***** Materials provided
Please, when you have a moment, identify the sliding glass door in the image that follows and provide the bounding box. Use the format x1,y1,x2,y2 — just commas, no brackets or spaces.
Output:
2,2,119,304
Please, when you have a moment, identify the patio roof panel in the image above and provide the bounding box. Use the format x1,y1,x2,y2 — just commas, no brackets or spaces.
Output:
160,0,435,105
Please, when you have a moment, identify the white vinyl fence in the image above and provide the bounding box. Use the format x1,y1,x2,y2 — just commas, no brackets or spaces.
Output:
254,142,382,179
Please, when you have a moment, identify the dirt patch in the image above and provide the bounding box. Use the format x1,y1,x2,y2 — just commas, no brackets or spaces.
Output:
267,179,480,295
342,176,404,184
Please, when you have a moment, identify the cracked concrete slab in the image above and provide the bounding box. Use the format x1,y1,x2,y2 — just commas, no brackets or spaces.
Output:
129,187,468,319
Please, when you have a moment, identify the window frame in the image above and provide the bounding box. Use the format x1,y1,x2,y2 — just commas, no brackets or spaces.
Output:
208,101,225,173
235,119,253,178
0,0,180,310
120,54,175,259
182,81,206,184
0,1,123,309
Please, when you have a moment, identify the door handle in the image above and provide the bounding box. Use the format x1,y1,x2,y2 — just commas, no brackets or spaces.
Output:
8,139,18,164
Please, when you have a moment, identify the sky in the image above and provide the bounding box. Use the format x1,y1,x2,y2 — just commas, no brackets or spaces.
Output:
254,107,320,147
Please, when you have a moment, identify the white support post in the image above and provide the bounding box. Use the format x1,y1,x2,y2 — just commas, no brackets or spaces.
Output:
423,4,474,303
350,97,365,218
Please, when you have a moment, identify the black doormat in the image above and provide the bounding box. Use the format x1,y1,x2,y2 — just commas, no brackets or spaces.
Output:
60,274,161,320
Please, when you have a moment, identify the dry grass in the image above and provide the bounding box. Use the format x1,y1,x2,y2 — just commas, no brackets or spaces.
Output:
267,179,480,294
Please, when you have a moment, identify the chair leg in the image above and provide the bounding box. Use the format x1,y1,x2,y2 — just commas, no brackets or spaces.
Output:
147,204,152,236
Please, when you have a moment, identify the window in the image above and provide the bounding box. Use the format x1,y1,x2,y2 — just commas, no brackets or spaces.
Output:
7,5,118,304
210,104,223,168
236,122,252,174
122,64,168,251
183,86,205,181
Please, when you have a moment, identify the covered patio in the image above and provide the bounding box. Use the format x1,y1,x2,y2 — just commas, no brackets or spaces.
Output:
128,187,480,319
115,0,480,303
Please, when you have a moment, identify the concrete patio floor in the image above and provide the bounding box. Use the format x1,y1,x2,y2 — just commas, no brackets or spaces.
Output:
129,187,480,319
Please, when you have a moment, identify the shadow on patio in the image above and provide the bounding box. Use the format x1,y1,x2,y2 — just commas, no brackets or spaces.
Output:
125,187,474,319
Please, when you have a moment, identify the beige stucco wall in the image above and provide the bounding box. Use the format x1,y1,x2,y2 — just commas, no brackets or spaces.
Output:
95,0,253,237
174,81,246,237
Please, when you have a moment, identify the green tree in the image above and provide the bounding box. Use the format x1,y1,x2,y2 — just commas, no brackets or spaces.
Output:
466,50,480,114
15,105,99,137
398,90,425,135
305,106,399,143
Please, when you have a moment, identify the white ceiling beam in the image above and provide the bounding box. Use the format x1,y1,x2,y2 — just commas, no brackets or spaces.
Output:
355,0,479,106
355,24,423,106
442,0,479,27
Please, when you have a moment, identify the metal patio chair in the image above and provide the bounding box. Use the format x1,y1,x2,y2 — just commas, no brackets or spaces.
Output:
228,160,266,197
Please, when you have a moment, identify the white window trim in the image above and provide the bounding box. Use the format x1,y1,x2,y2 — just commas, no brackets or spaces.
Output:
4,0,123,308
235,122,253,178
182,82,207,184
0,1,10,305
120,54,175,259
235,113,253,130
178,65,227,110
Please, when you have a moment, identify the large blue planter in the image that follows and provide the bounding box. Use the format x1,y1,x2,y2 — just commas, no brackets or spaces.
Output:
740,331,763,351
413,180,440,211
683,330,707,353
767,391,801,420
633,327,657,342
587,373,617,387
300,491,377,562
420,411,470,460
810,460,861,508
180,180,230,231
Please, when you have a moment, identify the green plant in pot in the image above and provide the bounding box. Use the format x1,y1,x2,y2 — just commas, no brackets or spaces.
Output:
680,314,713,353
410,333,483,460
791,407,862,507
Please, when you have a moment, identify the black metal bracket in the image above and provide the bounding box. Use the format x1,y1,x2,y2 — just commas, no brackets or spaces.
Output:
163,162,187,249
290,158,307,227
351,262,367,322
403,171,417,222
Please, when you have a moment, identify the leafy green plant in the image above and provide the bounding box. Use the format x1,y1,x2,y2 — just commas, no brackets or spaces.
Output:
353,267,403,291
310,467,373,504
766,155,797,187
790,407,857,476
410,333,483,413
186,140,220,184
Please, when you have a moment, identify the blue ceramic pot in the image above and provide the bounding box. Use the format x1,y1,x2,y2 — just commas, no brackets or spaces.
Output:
**********
■ What is expected: Revise the material above by replacing "bounding box" with "enclosing rectangle" everywhere it occurs. Keep every other part of every line as it is.

■ Answer for this exercise:
Please, when you have a moment, identify the sliding glass door in the image that follows and provide the enclosing rectangle. Use the format x1,y1,x2,y2 — just commas, no brackets or spaces.
Output:
2,2,119,304
Please, when you have a moment, identify the patio roof panel in the image above and provide the enclosing rectangle. Use the format x1,y1,x2,y2 — just commas, no brackets or spaces.
Output:
160,0,435,105
Please, when you have a moment, identify the white vinyl fence in the image above and provide the enclosing rectangle. Use the format x1,y1,x2,y2 — just commas, no brackets or spaces.
Output:
254,142,382,179
Please, when you have a moment, identify the dirt patch in the image above and provide the enclosing rectangle. Use the format x1,y1,x2,y2 — just commas, no brackets or spaces.
Output:
267,179,480,295
342,176,404,184
Please, when you have a moment, identify the cracked concrete slab in the image above and provide the enclosing rectangle. Use the format x1,y1,x2,y2 — just commas, no brackets or spaces.
Output:
129,187,468,319
Please, when you have a moment, identify the window frame in the image above and provide the enclosing rectangle. Use the format x1,y1,x2,y2 — just commas, no brackets or spaces.
Output:
208,101,225,173
235,119,253,178
0,0,180,310
120,54,175,259
182,81,206,184
0,1,123,309
Please, when you have a moment, identify the door handle in the image above and provide the enclosing rectangle. Use the format x1,y1,x2,y2 — just commas, no brackets or spaces.
Output:
8,139,18,164
Please, when you have a moment, identify the sky in the image above and provide the enclosing rectangle. Use the format x1,y1,x2,y2 — just commas, no brackets or spaces.
Output:
254,107,320,147
Please, when you have a moment, identify the white support post in the image above and provide the enclosing rectangle. Use the format x1,y1,x2,y2 — just commas, no brackets or spaces.
Output:
423,4,474,303
350,97,365,218
Please, when you have a moment, identify the black doormat in the image above and provide the enclosing rectangle. Use the format x1,y1,x2,y2 — just commas, no brackets or spaces.
Output:
60,274,161,320
Please, when you have a moment, identify the dry grass in the image above and provide the enclosing rectangle. Use the format x1,y1,x2,y2 — just commas, no brackets or spaces.
Output:
267,179,480,294
Please, when you have a moment, identify the chair leg in the image above and provide the enclosing rectangle. Use the format x1,y1,x2,y2 — just commas, no brackets or spaces.
Output:
147,204,152,236
Please, when you have a moment, identify the window in the image above and provide the enclosing rectangle. Use the format x1,y1,x2,y2 — just commas, no brackets or spaces.
Output:
7,5,118,304
210,104,223,168
236,122,252,174
122,64,168,251
183,86,205,181
Please, when you have a moment, identify the covered patio in the image above and provide the enclosing rectangle. Use the format x1,y1,x2,y2 — just commas, no brackets or spaces.
Output:
128,187,480,319
115,0,480,303
Please, when you have a moment, identify the concrete patio floor in the image above and provide the enclosing rectangle. Use the format x1,y1,x2,y2 — just commas, no brackets or spaces.
Output:
129,187,480,319
Please, when you have a moment, identify the shadow on patio in the image above and provide the enclosing rectangle. Use the format x1,y1,x2,y2 — just commas, no brackets or spaces.
Output:
125,187,474,319
Please, when you have a moment, identify the beige stucco wall in the image above and provide the enclosing rectangle. Use the format x1,y1,x2,y2 — just commas, no brackets or spaces.
Output:
95,0,253,237
174,81,246,237
Please, when you have a moment, identify the green tree in the image above and provide the enclosing rectangle. Use the format x1,y1,x2,y2 — just commas, no brackets or spaces.
Output:
466,50,480,114
15,105,99,137
398,90,425,135
305,106,399,143
Please, when you have a moment, identify the white ceiling beam in the image above and provide the enclosing rectangle. Use the format x1,y1,x2,y2 — just commas, no brackets or spaces.
Output:
355,0,479,106
355,24,423,106
442,0,479,27
Please, when you have a moment, identify the metal patio chair in the image above and provide the enclosing rectangle. Use the format x1,y1,x2,y2 — just commas, no brackets or spaces.
Output:
228,160,266,197
Please, when you have a moment, identify the white window trim in the image above and provide the enclosing rectangle. Use the format x1,y1,x2,y2 — just commas, no brackets or spaces.
Output:
4,0,123,308
235,122,253,178
182,82,207,184
0,1,10,305
120,54,175,259
235,113,253,130
178,65,227,110
Please, when you have a moment, identify the large blue planter in the image that follows and provide the enclosing rectangle. Use the format x1,y1,x2,y2 — just commas, no brackets or spaces.
Output:
740,331,763,351
413,180,440,211
683,330,707,353
767,391,801,420
633,327,657,342
587,373,617,387
300,491,377,562
420,411,470,460
810,460,861,508
180,180,230,231
Please, when you have a moment, identify the green plant in pot in the image above and provide the enclosing rectangle. Use the format x1,y1,x2,y2 — just commas, no brackets or spaces.
Output:
680,314,713,353
410,333,483,460
791,407,862,507
Please, when you have a moment, identify the black metal bracket in the image above and provide the enclosing rectangle. Use the format x1,y1,x2,y2 — just commas, no brackets or spaces.
Output:
163,162,187,249
290,158,307,227
351,262,367,322
403,171,417,222
Please, when you have a moment, identify the leafy green plant in the image above and provide the enclosing rectangle. Use the format x1,y1,x2,y2 — just commas, no brackets or spaces.
Output:
353,267,403,291
310,467,373,504
766,155,797,187
790,407,857,476
410,333,483,413
186,140,220,184
Please, when you have a moment, identify the blue ceramic pot in the image above and provide the enclosing rectangle. Use the format x1,y1,x2,y2 — just commas, no brackets or spaces.
Output:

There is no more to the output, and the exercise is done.